• _Assigned task 1_: Reproduce the section of the article on Nigeria's weather swings starting at "Nigeria’s New Weather" and ending at "furiously in traffic.".
• _Assigned task 2_: In the article on Nigeria's weather swings, name every place inside Nigeria, in the order each first appears.
• _Assigned task 3_: Take the article on Nigeria's cold mornings and hot afternoons further, picking up after its last paragraph.

• _Reading text_:

┄┄┄┄┄┄┄┄┄┄

Nigeria’s New Weather Puzzle: When Cold and Heat Collide
Lagos, Nigeria
At 6 a.m., the streets of Yaba glistened with dew, and commuters pulled their jackets tighter as a chill hung over the city. “I thought I was in Jos, not Lagos,” laughed bus driver Ibrahim Yusuf, rubbing his hands together before gripping the steering wheel. By midday, however, the sun burned mercilessly, and the very same passengers who had shivered in the morning were now fanning themselves furiously in traffic.
This is the new reality of Nigeria’s climate puzzle: a single day can carry the breath of harmattan and the sting of the Sahara. The Nigerian Meteorological Agency (NiMet) has noted unusual cold spells in southern states during months once known for steady heat, followed by sharp temperature spikes in the afternoons. Farmers in the north, meanwhile, say that rains often arrive early, disappear suddenly, and return when least expected.

Nigeria’s map released by NiMet showing Heat and cold wave
For many Nigerians, these swings are more than a curiosity they are a disruption of daily life. School children attending summer in Ikeja arrive in sweaters only to pull them off by the second lesson. Traders in Kaduna say vegetables now spoil faster because cold mornings give way to scorching afternoons that rot fresh produce in hours. “It is confusing,” says 58-year-old tomato seller madam Grace . “We cannot predict what to wear, what to sell, or how long our goods will last.”
READ ALSO: The Day the River Came: Nigeria’s Hidden Climate Exodus
Climate scientists say such extremes are evidence of increased variability driven by global warming. The United Nations Intergovernmental Panel on Climate Change (IPCC, 2023) warns that climate change is not just about hotter averages it is about wild swings that destabilize ecosystems, economies, and societies. In Nigeria, cold spells can lower crop germination rates, while sudden heat waves dry up young seedlings, compounding food insecurity.
Health experts are equally alarmed. The Federal Ministry of Health reports rising cases of respiratory infections linked to unseasonal chills, while hospitals also treat spikes in dehydration and heat exhaustion later in the day. “Our patients are caught in a climate whiplash,” says Dr. Olumide , a Lagos physician. “One morning they need blankets, the same evening they need fans. Their bodies struggle to adjust.”

┄┄┄┄┄┄┄┄┄┄

[Dataset entries]
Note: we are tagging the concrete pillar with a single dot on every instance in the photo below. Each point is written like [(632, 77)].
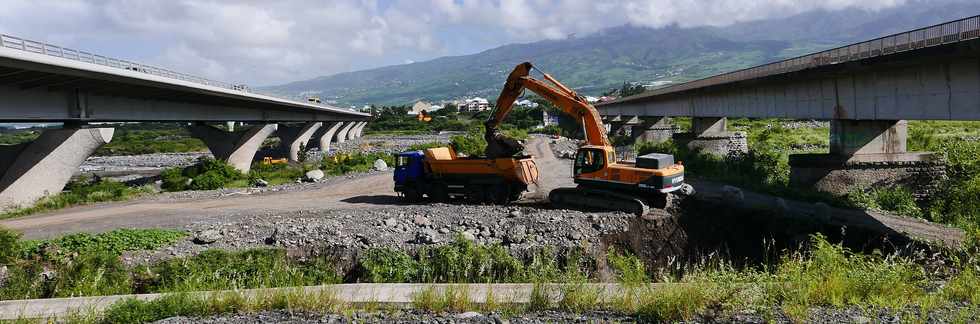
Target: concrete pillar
[(352, 130), (43, 167), (867, 153), (654, 129), (237, 148), (360, 129), (325, 135), (711, 135), (342, 133), (294, 138)]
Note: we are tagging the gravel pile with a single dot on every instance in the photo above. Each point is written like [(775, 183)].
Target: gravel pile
[(407, 316), (520, 229), (155, 161)]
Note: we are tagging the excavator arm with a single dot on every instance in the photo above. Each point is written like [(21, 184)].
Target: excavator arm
[(565, 99)]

┄┄┄┄┄┄┄┄┄┄

• _Written reply 1_:
Nigeria’s New Weather Puzzle: When Cold and Heat Collide
Lagos, Nigeria
At 6 a.m., the streets of Yaba glistened with dew, and commuters pulled their jackets tighter as a chill hung over the city. “I thought I was in Jos, not Lagos,” laughed bus driver Ibrahim Yusuf, rubbing his hands together before gripping the steering wheel. By midday, however, the sun burned mercilessly, and the very same passengers who had shivered in the morning were now fanning themselves furiously in traffic.

• _Written reply 2_: Lagos, Yaba, Jos, Ikeja, Kaduna

• _Written reply 3_:
The social consequences are just as stark. In rural Niger State, parents say children are falling sick more frequently, missing school days as families spend scarce money on medicines. In Port Harcourt, factory workers complain of fatigue and poor concentration due to temperature fluctuations inside poorly ventilated plants. The International Labour Organization (2024) estimates that unpredictable weather could cost African economies up to 5% of working hours annually by the next decade.
Yet, amidst confusion, adaptation is emerging. Some schools in Abuja are shifting lesson times earlier in the day to avoid the hottest afternoons. Farmers in Benue are experimenting with mixed cropping to hedge against erratic rains and unusual cold snaps. In Lagos, tech start-ups are designing low-cost weather apps in local languages to help traders, farmers, and commuters plan their day.
But adaptation, experts argue, is not enough. “What Nigeria is experiencing is a glimpse of a world destabilized by climate change,” says climate activist Oladosu. “If global emissions continue unchecked, we will see more confusion in our skies, more sickness in our homes, and more hunger in our markets.”
Back in Yaba, Ibrahim Yusuf leans on his bus as passengers debate whether to carry sweaters or umbrellas tomorrow. He shakes his head and smiles: “The weather does not respect anybody again.”
His words, half in jest, capture a serious truth, Nigeria’s climate is no longer a predictable rhythm but a shifting puzzle, where mornings freeze, afternoons burn, and the future feels like a question no one can answer.